Quand Québec a annoncé, au mois de février, la mise en place de son propre programme de parrainage humanitaire, Wilingthon, qui avait entrepris des démarches de parrainage cinq ans avant le séisme, a eu un regain d'espoir. En juin, il a réussi à ramener à ses côtés sa fille de 17 ans. Mais pour sa mère, toujours rien. Pourtant, il a englouti une petite fortune pour obtenir et envoyer tous les documents requis, faire les examens médicaux, passer un test d'ADN prouvant la filiation... Immigration Canada dit qu'il lui manque encore les résultats d'un examen médical. Wilingthon jure que le médecin dit avoir tout envoyé par FedEx le 29 octobre 2010. Comme bien des Québécois d'origine haïtienne qui espéraient un réel traitement prioritaire pour leurs proches, il est condamné à attendre, désillusionné.

*ENTRÉES EXTRAITES*
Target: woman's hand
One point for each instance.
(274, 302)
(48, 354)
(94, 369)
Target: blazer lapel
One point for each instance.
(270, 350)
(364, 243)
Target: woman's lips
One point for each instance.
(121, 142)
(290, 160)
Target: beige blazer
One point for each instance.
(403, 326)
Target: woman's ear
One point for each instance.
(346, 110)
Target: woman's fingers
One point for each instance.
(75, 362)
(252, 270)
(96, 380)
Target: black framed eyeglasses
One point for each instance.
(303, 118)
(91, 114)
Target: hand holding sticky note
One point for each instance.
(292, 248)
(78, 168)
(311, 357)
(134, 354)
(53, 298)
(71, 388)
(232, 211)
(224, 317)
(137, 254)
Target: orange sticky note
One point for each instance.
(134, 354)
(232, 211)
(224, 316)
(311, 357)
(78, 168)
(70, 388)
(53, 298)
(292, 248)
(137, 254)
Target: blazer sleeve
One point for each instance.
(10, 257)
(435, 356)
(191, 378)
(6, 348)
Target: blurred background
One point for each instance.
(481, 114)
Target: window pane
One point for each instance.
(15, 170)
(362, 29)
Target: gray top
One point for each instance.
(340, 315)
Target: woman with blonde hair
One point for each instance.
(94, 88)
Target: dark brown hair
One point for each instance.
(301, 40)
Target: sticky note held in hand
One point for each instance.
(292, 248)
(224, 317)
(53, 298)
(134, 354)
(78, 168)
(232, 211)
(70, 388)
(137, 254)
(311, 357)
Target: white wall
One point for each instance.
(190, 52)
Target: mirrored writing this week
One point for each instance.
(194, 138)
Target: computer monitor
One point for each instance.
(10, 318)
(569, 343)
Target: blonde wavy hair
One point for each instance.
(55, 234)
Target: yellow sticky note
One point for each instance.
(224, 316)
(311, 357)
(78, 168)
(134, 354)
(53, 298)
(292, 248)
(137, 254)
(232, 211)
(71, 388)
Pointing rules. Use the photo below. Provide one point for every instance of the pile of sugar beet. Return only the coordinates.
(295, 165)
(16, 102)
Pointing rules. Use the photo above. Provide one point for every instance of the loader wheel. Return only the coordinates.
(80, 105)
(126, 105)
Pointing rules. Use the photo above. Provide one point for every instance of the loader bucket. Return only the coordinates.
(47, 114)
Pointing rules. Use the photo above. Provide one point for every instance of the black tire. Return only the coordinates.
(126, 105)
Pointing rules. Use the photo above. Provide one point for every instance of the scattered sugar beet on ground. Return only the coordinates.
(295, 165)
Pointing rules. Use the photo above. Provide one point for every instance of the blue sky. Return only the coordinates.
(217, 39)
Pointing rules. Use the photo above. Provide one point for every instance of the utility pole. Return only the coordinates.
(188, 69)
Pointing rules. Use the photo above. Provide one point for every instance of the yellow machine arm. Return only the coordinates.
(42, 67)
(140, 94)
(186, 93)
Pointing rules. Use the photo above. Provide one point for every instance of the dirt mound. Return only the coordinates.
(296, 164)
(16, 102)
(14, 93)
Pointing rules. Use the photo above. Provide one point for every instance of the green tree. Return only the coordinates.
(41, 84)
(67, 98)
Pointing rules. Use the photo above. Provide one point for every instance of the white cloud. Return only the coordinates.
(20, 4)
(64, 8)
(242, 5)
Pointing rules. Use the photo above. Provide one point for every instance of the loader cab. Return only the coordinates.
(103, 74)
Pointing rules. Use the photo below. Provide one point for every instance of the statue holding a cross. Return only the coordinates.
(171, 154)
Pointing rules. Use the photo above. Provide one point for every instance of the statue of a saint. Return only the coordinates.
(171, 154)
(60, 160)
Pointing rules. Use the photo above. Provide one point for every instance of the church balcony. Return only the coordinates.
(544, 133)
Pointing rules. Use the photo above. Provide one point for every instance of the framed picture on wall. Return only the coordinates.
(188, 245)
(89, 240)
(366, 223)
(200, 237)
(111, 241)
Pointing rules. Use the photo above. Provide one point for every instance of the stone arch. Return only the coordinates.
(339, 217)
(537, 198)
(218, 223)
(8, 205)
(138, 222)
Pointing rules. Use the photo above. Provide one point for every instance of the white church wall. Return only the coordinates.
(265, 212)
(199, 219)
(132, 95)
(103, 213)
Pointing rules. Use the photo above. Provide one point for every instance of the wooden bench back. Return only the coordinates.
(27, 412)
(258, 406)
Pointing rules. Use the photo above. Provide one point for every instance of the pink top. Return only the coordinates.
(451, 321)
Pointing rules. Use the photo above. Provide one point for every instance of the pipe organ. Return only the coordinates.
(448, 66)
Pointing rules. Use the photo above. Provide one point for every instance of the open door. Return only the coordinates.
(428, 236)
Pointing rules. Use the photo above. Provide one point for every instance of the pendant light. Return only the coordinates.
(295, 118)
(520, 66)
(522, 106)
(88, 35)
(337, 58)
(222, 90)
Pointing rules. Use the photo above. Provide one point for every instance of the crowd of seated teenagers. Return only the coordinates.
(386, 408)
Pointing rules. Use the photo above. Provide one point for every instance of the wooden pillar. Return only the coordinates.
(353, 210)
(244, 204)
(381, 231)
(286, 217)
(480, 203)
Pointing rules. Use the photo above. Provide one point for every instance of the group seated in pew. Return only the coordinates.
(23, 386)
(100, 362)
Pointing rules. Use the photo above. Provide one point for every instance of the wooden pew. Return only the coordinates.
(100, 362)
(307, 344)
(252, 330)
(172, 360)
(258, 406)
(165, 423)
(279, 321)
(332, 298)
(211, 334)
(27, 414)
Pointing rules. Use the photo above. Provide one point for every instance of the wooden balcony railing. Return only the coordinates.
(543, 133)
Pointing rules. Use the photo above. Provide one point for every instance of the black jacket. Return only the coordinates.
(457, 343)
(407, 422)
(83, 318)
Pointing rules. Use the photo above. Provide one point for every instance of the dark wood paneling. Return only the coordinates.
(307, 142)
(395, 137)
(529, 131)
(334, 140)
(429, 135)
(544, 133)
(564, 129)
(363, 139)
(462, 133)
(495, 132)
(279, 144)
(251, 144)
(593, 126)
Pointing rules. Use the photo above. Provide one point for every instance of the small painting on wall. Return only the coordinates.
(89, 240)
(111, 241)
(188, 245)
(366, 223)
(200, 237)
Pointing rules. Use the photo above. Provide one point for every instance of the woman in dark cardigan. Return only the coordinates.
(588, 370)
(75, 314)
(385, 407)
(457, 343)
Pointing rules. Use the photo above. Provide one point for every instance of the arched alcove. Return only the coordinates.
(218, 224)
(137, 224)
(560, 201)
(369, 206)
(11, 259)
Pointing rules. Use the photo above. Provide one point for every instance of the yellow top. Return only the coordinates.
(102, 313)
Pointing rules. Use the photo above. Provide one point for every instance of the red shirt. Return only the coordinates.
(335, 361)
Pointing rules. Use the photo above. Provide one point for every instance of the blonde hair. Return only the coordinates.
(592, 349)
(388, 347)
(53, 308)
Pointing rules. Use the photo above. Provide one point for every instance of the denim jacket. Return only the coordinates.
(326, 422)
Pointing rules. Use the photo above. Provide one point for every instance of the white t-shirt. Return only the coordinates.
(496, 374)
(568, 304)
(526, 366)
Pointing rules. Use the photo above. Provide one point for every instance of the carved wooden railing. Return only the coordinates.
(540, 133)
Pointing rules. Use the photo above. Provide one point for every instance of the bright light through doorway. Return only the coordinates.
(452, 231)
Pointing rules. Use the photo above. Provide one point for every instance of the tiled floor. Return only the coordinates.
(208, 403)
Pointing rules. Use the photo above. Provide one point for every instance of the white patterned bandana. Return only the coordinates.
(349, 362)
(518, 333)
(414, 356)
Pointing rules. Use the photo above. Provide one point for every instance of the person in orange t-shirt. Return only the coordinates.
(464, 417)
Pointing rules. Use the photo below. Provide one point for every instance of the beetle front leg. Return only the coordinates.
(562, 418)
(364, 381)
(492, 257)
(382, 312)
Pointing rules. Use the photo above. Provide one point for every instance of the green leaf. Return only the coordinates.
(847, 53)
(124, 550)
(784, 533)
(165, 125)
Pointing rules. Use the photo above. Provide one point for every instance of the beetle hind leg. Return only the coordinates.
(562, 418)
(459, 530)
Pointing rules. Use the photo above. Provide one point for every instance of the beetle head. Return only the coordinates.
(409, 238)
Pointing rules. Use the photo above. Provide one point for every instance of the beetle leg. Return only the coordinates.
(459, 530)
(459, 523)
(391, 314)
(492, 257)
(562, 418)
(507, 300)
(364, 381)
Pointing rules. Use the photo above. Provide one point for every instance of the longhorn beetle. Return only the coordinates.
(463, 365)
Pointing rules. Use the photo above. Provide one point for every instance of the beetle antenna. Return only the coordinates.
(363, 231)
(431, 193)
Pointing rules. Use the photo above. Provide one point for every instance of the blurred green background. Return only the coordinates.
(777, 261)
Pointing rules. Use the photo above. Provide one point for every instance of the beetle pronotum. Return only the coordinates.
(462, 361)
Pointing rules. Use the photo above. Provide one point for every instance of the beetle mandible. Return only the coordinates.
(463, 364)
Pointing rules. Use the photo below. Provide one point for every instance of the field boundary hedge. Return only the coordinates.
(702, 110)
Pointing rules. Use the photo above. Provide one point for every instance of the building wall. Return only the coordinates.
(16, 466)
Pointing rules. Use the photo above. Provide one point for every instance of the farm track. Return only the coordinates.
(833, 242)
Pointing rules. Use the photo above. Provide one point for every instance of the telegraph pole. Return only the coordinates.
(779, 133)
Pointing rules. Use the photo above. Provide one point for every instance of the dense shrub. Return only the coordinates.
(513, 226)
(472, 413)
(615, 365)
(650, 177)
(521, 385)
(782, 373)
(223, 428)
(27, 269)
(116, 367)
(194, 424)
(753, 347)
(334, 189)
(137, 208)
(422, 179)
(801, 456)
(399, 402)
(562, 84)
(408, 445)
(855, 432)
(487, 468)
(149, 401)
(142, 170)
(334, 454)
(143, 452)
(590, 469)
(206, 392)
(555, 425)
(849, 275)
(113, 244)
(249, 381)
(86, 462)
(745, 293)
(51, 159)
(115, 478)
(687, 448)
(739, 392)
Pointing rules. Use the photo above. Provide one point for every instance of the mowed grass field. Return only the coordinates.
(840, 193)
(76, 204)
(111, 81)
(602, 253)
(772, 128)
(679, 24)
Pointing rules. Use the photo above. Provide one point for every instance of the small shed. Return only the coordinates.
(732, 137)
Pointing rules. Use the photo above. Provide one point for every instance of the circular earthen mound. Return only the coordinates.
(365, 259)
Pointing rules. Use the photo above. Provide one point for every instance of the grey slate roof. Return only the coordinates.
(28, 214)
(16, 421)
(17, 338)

*QUESTIONS D'ÉTUDE*
1. Dans l'extrait sur le parrainage humanitaire, quel âge a la fille que Wilingthon a réussi à faire venir en juin ?
2. Relevez dans l'extrait sur le parrainage humanitaire tout le passage depuis « Quand Québec a » jusqu'à « à attendre, désillusionné. ».
3. Prolongez l'extrait sur le parrainage humanitaire en reprenant après sa dernière phrase.

*RÉPONSES NUMÉROTÉES*
1. Elle a 17 ans.

2.
Quand Québec a annoncé, au mois de février, la mise en place de son propre programme de parrainage humanitaire, Wilingthon, qui avait entrepris des démarches de parrainage cinq ans avant le séisme, a eu un regain d'espoir. En juin, il a réussi à ramener à ses côtés sa fille de 17 ans. Mais pour sa mère, toujours rien. Pourtant, il a englouti une petite fortune pour obtenir et envoyer tous les documents requis, faire les examens médicaux, passer un test d'ADN prouvant la filiation... Immigration Canada dit qu'il lui manque encore les résultats d'un examen médical. Wilingthon jure que le médecin dit avoir tout envoyé par FedEx le 29 octobre 2010. Comme bien des Québécois d'origine haïtienne qui espéraient un réel traitement prioritaire pour leurs proches, il est condamné à attendre, désillusionné.

3.
Même s'il est porté par de bonnes intentions, le programme de parrainage humanitaire mis en place par Québec au lendemain du séisme n'a pas tenu ses promesses. Il demeure un mirage pour la majorité des familles haïtiennes d'ici qui rêvaient de retrouver rapidement leurs proches sinistrés. Plus de 8300 demandes ont été faites. Plus de 3000 certificats de sélection ont été délivrés par Québec. Mais à peine 400 sinistrés ont pu mettre les pieds ici au terme de ces démarches. Les autres attendent, souvent dans des conditions précaires. Ceux qui, comme Wilingthon, avaient entrepris des démarches bien avant le séisme se demandent ce que «traitement prioritaire» peut bien vouloir dire. Les données confuses fournies par Citoyenneté et Immigration Canada ne permettent pas de savoir avec exactitude quelle proportion de demandes faites avant le séisme ont été acceptées. Pour expliquer cette confusion, la porte-parole de CIC me dit que deux boîtes de demandes reçues avant le séisme ont été égarées durant le chaos du séisme et retrouvées au mois d'avril. Rassurant.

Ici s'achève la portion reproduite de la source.